Objetivo 1: Segundo a reportagem sobre abandono de incapaz, em que rua ocorreu o incêndio causado pelas três crianças?
Objetivo 2: Por favor, dê sequência à reportagem sobre abandono de incapaz a partir do ponto em que ela termina.

Trecho da página:
━━━━━━━━

Abandono de incapaz causa problemas psicológicos em crianças e apresenta risco de acidentes

Durante a semana, uma casa pegou fogo no bairro Japiim após três crianças colocarem fogo em um colchão durante brincadeira com isqueiro

Foto: Reprodução

Manaus (AM)– É comum que os pais se sintam inseguros ao precisarem deixar os filhos em casa com outra pessoa – ou até mesmo sozinhos – para trabalhar fora. Porém, essa decisão pode pesar não só emocionalmente para as crianças. De acordo com o Artigo 133 do Código Penal Brasileiro, até os 16 anos, crianças e adolescentes não tem maturidade suficiente para ficarem sozinhos em casa, o que configura crime de abandono de incapaz.

Foto: Maiara Ribeiro

Em Manaus, casos recentes de crianças sozinhas em casa viraram notícias. Na última segunda-feira (26), três crianças ficaram sozinhas em casa e, ao brincarem com um isqueiro, colocaram fogo em um colchão. Na sequência, as chamas se alastraram, seis famílias foram atingidas, três casas de madeira foram totalmente consumidas pelas chamas e três residências de alvenaria foram atingidas parcialmente pelo fogo. O caso aconteceu na rua Natal, bairro Japiim, Zona Sul da capital.

O caso acentuou o perigo que é menores de idade ficarem sem a supervisão de um adulto em casa. De acordo com o Conselho Tutelar, a ação se caracteriza como crime de abandono de incapaz.

O Artigo 133

Conforme o Artigo 133 do Código Penal, o abandono de incapaz é um crime de perigo concreto em decorrência do próprio significado da palavra: “abandonar”, o que exige um risco real, efetivo. O crime somente pode ser cometido por aquele que tenha o menor sob sua vigilância, responsabilidade, seu cuidado ou autoridade.

Segundo a conselheira tutelar Ângela Santos, o Conselho Tutelar da Zona Leste de Manaus recebe denúncias de abandono de incapaz todos os dias, principalmente aos finais de semana. A especialista diz que são cerca de 30 casos por mês.

Porém, nem todos são levados à justiça, porque enquanto a equipe se dirige ao local, os pais ou responsáveis já estão junto das crianças. Estes, por sua vez, recebem uma advertência, se responsabilizando em não deixar acontecer uma outra vez o ocorrido.

Para Ângela Santos, os riscos são inúmeros. Entre eles, a criança pode ligar a boca do fogão e esquecer de acender o fósforo. Desse modo, o gás fica vazando e ela corre o risco de morrer inalando a substância.

“Elas correm o risco de morrerem asfixiada pelo gás ou com qualquer tipo de condução elétrica. Esse gás liberado pode causar acidentes de inúmeras formas”,

garante a conselheira tutelar.

Segundo Ângela, quando o Conselho Tutelar recebe denúncia de abandono de incapaz, a equipe se desloca até o local e procede com a visita domiciliar. Quando é comprovado o crime, o órgão procura um familiar dos menores para que estes sejam supervisionados por eles. No entanto, quando não há um responsável para garantir a segurança das crianças e adolescentes, o órgão coloca estes à disposição da justiça.

━━━━━━━━

Registros:
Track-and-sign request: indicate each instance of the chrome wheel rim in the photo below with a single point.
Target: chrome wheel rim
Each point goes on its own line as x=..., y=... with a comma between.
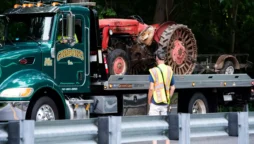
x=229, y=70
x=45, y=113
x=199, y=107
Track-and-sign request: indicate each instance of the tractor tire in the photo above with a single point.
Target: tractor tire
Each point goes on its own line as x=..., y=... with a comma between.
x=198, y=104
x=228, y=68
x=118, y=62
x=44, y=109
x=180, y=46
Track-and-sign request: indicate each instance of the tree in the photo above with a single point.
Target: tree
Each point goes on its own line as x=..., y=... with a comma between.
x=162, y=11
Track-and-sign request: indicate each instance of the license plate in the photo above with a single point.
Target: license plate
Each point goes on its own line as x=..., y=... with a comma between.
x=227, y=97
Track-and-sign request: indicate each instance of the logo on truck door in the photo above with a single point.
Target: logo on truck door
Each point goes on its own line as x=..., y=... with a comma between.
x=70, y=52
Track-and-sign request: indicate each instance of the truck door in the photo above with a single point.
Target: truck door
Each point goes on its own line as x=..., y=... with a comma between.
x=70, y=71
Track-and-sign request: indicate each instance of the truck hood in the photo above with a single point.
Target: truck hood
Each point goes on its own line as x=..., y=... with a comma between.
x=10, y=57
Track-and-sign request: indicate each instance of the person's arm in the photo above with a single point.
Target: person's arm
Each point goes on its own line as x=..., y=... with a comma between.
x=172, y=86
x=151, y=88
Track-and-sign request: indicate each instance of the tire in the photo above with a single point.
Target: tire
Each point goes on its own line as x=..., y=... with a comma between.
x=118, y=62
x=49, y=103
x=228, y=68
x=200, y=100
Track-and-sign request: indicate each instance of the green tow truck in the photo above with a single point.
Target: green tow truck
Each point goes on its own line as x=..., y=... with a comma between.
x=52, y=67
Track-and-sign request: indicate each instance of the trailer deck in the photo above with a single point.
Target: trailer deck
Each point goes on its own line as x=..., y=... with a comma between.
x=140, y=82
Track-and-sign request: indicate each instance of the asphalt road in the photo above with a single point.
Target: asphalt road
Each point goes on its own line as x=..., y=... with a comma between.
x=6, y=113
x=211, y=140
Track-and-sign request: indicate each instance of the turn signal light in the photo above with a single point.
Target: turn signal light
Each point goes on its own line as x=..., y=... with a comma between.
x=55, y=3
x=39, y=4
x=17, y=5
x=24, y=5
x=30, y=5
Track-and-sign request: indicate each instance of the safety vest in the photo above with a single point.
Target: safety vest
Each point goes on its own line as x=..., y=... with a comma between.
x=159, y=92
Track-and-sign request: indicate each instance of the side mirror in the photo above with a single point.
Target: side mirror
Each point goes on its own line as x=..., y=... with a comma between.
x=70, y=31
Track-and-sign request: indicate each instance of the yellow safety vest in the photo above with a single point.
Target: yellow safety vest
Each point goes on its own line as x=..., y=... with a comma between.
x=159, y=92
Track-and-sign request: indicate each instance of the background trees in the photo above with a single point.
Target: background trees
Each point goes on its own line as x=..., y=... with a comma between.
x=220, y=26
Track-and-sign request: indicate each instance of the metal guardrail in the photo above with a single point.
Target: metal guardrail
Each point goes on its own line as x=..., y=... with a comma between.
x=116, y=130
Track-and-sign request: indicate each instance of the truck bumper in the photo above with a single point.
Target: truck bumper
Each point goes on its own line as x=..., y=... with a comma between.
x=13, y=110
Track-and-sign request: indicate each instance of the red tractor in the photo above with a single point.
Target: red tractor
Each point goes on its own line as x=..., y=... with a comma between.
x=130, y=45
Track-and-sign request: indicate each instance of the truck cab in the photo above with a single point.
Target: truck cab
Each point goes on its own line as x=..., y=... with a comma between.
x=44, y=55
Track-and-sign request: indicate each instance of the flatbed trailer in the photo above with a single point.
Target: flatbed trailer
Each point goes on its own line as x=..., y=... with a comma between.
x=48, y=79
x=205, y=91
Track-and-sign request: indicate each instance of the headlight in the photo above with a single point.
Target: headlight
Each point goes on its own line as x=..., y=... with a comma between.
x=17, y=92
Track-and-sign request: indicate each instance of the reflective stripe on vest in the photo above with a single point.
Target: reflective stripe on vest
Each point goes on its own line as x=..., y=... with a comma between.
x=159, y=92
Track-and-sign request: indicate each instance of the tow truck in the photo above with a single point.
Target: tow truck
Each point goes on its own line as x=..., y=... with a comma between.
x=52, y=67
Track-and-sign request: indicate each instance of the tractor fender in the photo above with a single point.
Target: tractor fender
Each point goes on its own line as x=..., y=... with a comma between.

━━━━━━━━

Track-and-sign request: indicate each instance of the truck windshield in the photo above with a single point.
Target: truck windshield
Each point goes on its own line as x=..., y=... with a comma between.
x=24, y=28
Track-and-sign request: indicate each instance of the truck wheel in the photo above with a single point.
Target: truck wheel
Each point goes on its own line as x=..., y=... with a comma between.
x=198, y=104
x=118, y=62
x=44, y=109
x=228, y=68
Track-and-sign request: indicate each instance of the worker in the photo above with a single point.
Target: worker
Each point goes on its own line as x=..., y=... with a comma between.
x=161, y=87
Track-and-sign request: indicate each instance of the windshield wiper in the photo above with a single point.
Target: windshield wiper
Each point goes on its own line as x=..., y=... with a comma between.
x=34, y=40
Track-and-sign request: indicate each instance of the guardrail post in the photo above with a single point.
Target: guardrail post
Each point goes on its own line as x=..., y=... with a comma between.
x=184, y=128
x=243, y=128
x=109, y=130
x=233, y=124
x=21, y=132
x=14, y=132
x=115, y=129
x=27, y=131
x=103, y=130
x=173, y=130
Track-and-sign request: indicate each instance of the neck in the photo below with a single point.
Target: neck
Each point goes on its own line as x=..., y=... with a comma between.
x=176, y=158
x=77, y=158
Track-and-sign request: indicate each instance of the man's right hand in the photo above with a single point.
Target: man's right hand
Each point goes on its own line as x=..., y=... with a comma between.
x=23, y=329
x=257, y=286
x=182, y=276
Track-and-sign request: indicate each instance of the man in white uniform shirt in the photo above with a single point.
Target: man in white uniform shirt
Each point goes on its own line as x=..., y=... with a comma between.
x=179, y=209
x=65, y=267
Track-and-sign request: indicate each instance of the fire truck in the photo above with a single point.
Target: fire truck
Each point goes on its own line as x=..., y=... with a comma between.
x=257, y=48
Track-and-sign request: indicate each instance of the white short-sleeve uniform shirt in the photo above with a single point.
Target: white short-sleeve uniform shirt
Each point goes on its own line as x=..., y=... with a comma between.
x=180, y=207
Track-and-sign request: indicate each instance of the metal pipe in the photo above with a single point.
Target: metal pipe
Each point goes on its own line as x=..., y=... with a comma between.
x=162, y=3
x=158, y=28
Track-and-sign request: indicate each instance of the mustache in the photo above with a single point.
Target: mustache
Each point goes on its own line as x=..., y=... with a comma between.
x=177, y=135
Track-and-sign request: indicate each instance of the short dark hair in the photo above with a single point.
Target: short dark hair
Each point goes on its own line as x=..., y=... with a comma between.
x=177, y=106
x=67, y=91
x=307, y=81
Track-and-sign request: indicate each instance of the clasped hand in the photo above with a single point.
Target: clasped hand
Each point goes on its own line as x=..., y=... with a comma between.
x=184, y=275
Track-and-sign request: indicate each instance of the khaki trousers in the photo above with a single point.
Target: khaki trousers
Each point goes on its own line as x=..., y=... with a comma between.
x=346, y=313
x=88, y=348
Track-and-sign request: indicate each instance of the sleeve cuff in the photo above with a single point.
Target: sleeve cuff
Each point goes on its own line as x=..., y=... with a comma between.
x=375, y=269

━━━━━━━━

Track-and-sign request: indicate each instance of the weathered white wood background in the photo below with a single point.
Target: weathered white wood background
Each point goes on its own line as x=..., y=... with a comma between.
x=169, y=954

━━━━━━━━

Resposta 1: Na rua Natal, no bairro Japiim, Zona Sul de Manaus.

Resposta 2:
“Quando não há ninguém para ficar com as vítimas, o Conselho Tutelar as leva para a delegacia, registra o boletim de ocorrência e procede com o acolhimento dessas crianças até que o juizado decida qual será o futuro dessas crianças. Lembrando que o Conselho Tutelar não destitui o poder familiar, quem destitui é o juizado”,

explica a conselheira.

Após a comprovação de abandono de incapaz, os pais respondem judicialmente pelo crime. A partir do momento em que os pais procuram os filhos, eles já são notificados quanto ao crime que cometeram. E se o caso já se tornou comum (deixar as crianças sozinhas), eles podem sim perder a guarda dos filhos.

Em entrevista ao portal Renascença, a advogada Alexandra Atanásio afirmou que, pela lei, crianças a partir de 12 anos já podem ficar sozinhas em casa, mas se acontecer algum acidente, os pais serão responsabilizados.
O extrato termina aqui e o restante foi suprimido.